| Questions to answer |
(1) Using the passage on Neeson's Star Wars roles, decide whether each statement agrees with it. Answer yes or no for each and quote the deciding words of the passage.
(a) George Lucas cast Neeson because he saw him as an actor the others would look up to.
(b) Neeson appeared in Star Wars: Episode III – Revenge of the Sith.
(c) The Phantom Menace was the first Star Wars film released in 16 years.
(2) According to the passage on Neeson's Star Wars roles, in how many sixth-season episodes of Star Wars: The Clone Wars did Neeson voice Qui-Gon?
(3) Translate this sentence from the passage on Neeson's Star Wars roles into Spanish: "Despite mixed reviews from critics and fans, the film was a box office success."

##### Provided text #####

In 1999, Neeson starred as Jedi Master Qui-Gon Jinn in Star Wars: Episode I – The Phantom Menace. Director George Lucas cast Neeson because he considered him a "master actor, who the other actors will look up to, who has got the qualities of strength that the character demands." As the first Star Wars film to be released in 16 years, it was surrounded by media anticipation. Despite mixed reviews from critics and fans, the film was a box office success.

Neeson's performance as Qui-Gon received positive reviews and a Saturn Award nomination. A stock recording of his voice from The Phantom Menace can be heard during a scene in Star Wars: Episode II – Attack of the Clones (2002). Neeson was later reported to be appearing in Star Wars: Episode III – Revenge of the Sith (2005), but ultimately did not. In the animated television series Star Wars: The Clone Wars (2008–20), he voiced Qui-Gon in two episodes of the third season and one episode of the sixth season, and he also made a voice cameo as Qui-Gon in Star Wars: The Rise of Skywalker (2019). Neeson appeared as Qui-Gon in the final episode of Obi-Wan Kenobi (2022), appearing as a force ghost to Obi-Wan, in an uncredited cameo, marking his first live-action portrayal of Qui-Gon since The Phantom Menace. He later voiced Qui-Gon again for an episode of the animated Star Wars: Tales of the Jedi (2022).

##### The data #####

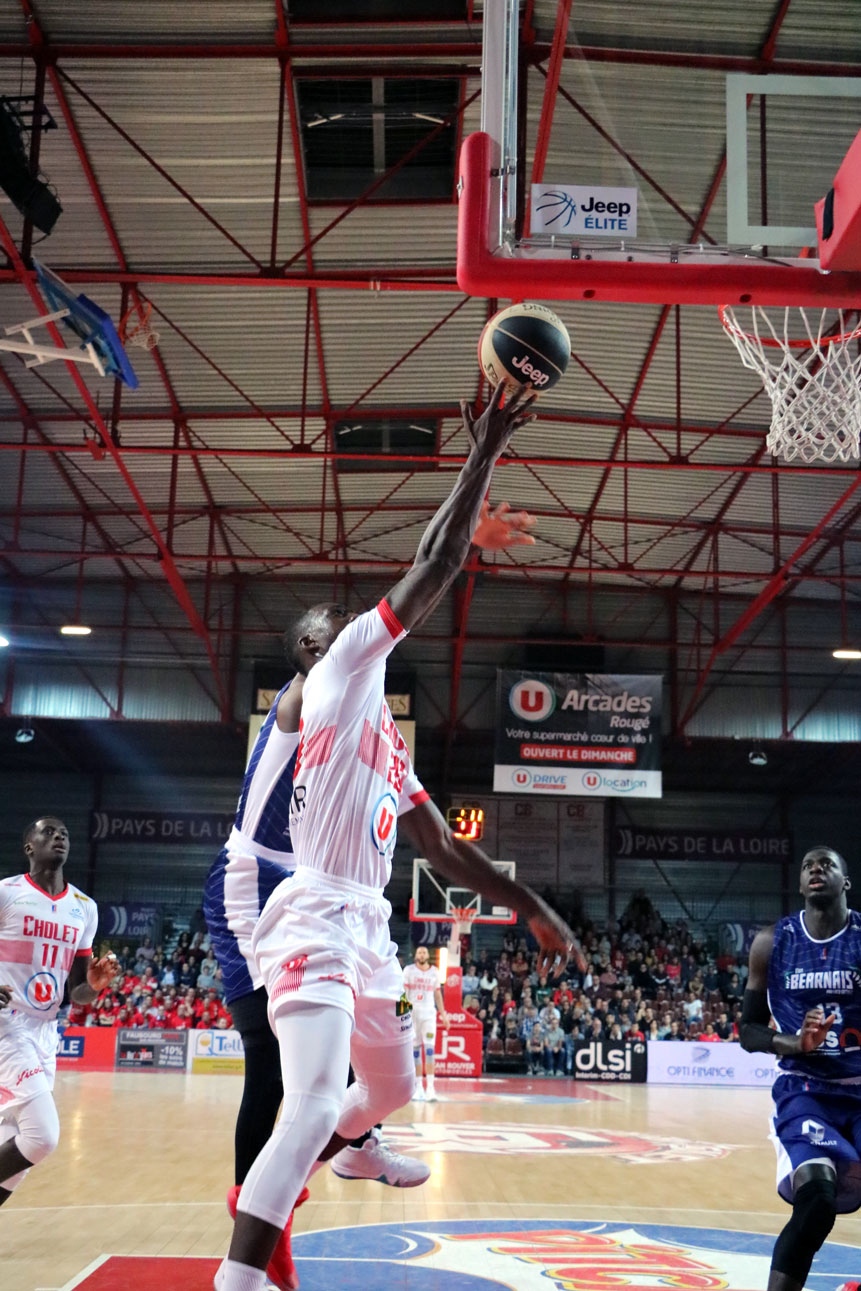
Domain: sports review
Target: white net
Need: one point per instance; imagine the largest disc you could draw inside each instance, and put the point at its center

#####
##### The data #####

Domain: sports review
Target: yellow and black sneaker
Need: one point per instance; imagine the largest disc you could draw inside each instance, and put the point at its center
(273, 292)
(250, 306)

#####

| Task responses |
(1)
(a) Yes: "master actor, who the other actors will look up to"
(b) No: "Neeson was later reported to be appearing in Star Wars: Episode III – Revenge of the Sith (2005), but ultimately did not."
(c) Yes: "As the first Star Wars film to be released in 16 years"

(2) One episode.

(3) A pesar de las reseñas dispares de críticos y aficionados, la película fue un éxito de taquilla.